_WHAT YOU WILL DO_. Start to finish, write out the entries exactly, leaving the pictures aside.
■ ■ ■ ■ ■
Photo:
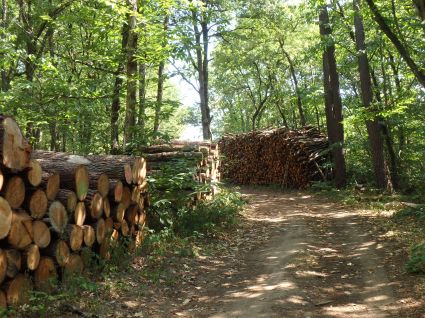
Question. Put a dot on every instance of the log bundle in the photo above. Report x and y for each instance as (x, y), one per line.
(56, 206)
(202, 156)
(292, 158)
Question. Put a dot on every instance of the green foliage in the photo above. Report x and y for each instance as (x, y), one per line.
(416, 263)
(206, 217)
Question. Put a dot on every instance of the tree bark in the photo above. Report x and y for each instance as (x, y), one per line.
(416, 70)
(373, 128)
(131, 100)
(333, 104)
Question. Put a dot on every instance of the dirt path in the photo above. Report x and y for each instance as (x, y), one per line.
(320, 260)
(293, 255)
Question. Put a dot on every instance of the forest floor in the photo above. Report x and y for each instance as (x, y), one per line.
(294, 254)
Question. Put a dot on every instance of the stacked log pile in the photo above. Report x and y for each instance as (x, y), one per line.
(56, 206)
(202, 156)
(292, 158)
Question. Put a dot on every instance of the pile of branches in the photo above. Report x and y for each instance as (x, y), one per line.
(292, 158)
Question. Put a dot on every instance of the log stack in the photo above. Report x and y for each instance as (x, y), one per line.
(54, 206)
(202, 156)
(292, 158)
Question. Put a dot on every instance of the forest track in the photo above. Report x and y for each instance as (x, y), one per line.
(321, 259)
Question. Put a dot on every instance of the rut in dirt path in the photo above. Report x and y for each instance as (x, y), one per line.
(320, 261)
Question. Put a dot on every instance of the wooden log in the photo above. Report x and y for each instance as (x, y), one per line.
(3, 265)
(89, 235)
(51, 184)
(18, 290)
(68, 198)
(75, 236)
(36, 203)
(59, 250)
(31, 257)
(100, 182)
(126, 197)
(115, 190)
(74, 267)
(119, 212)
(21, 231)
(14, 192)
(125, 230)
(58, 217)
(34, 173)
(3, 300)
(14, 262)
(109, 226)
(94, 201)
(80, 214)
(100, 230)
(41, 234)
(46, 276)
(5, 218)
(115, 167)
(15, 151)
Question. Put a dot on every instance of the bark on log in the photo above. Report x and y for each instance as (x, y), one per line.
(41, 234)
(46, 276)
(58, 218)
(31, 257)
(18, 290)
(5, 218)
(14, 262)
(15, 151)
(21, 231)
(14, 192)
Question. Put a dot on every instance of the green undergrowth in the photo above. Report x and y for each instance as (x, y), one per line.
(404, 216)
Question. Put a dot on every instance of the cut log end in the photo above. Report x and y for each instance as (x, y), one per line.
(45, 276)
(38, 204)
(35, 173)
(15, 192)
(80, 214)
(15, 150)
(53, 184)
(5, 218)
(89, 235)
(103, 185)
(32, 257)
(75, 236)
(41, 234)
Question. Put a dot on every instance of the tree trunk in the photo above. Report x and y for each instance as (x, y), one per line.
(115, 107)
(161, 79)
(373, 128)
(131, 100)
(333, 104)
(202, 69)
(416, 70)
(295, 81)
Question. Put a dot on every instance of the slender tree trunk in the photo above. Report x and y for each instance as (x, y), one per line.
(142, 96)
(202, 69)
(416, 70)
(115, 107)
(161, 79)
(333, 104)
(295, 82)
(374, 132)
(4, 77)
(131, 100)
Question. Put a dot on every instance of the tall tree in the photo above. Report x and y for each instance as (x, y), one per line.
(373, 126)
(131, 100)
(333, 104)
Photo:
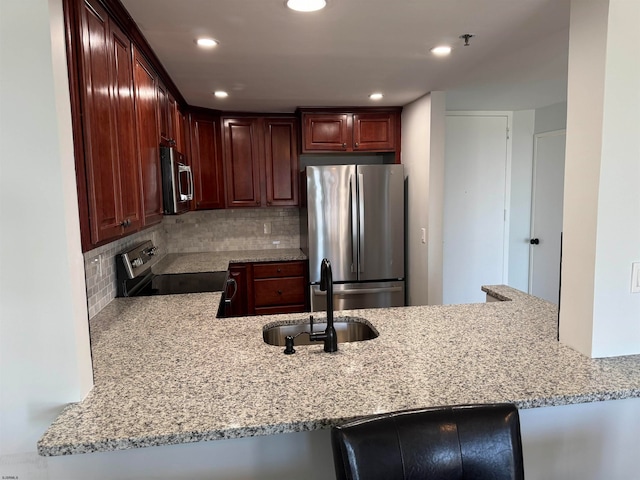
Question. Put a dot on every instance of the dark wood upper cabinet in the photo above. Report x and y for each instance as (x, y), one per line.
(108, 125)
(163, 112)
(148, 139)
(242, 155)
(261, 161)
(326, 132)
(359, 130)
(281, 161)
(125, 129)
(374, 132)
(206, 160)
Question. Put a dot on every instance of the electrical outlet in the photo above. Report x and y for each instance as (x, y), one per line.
■ ■ ■ ■ ■
_REPLY TO THE TASK_.
Photo:
Question. Put a dot on every instance of the log bundle in the photo above. Report x and y for each instance as (x, y), one per line.
(56, 206)
(202, 156)
(292, 158)
Question. Put a dot on every instance of the green foliage in the photo above. Report x and y for each instance as (x, y), one per line.
(416, 263)
(206, 217)
Question. Put a dot on every instance of the tree bark in the photo above. Report x and y for each instance as (x, y), one per line.
(416, 70)
(373, 128)
(131, 100)
(333, 104)
Question. Put a dot on every instance of the dirt path in the photo above. Report x and y for each instance as (x, y), one per line.
(320, 260)
(293, 255)
Question. Put a dot on every instance of the forest floor in the photo above. Report x and y for each instance as (x, y), one per line.
(294, 254)
Question. Put a dot on every instance of the stacked log pile in the photo above. Report x and y for each instance as (x, y), one per line.
(56, 206)
(202, 156)
(292, 158)
Question. Put a dot on every instance of the pile of branches in the photo above. Report x and y for each instance as (x, y), one per line.
(292, 158)
Question. Put a dot on every instance of the log stack in the photo above. Report x and y for each instance as (x, y), one per line.
(54, 206)
(202, 156)
(292, 158)
Question. Put a dot on every instance of the forest track in the photo above. Report x and y for each instance as (x, y), one per line.
(321, 259)
Question. Put a dot on every instance of the rut in dirt path in the photo above. Report x and y for each instance as (x, y), one per line.
(320, 261)
Question. Put a dot on every instance of the wooden log in the photo above. Report x and y for each instance as (x, y), one per line.
(3, 265)
(89, 235)
(51, 184)
(18, 290)
(68, 198)
(75, 236)
(36, 203)
(59, 250)
(31, 257)
(100, 182)
(126, 197)
(115, 190)
(74, 267)
(119, 212)
(21, 231)
(14, 192)
(125, 230)
(58, 217)
(34, 173)
(3, 300)
(14, 262)
(109, 226)
(94, 201)
(80, 214)
(100, 230)
(41, 234)
(46, 276)
(5, 218)
(115, 167)
(15, 151)
Question. Put a dot on every instance of the bark on log in the photo above. Report x and y for each instance as (x, y), one per line.
(41, 234)
(46, 276)
(58, 218)
(31, 257)
(18, 290)
(5, 218)
(14, 262)
(15, 151)
(21, 231)
(14, 192)
Question. Put a dot on every instance of the green undergrowth in the photo above. Report x and y for each instance as (x, y), one per line.
(404, 216)
Question. Put a dot on every instance of the cut log end in the photo above. Report x and y for each instance as (x, y), one per line.
(45, 276)
(38, 204)
(35, 173)
(15, 192)
(80, 214)
(15, 150)
(53, 184)
(5, 218)
(89, 235)
(103, 185)
(32, 257)
(75, 236)
(41, 234)
Question. Put a dot on every instance of the tree trunk in the photo above. Report x and y for each instance as (x, y), one per line.
(115, 107)
(161, 79)
(373, 128)
(131, 100)
(333, 104)
(202, 69)
(416, 70)
(295, 81)
Question. Put a dot on every instance of the slender tree trunk in the photo above. Report x and y for each instance as (x, y), one per line.
(142, 96)
(202, 69)
(416, 70)
(115, 107)
(161, 79)
(333, 104)
(295, 82)
(374, 132)
(4, 77)
(131, 100)
Question. Put a dot on every instance of the tall tree in the photo above. Report x and y for each instance as (x, y), one per line.
(373, 126)
(131, 100)
(333, 104)
Photo:
Question. Put a dot on every instance of the dark wood upper cabinet in the photo above. Report x and y for each instance as (x, y), one per line.
(108, 125)
(163, 112)
(148, 139)
(242, 155)
(261, 161)
(326, 132)
(359, 130)
(281, 161)
(125, 129)
(374, 132)
(206, 160)
Question. Put a dot on every instance of the electrical outlet in the photo above. Report x and y for each instance as (x, y), one per line.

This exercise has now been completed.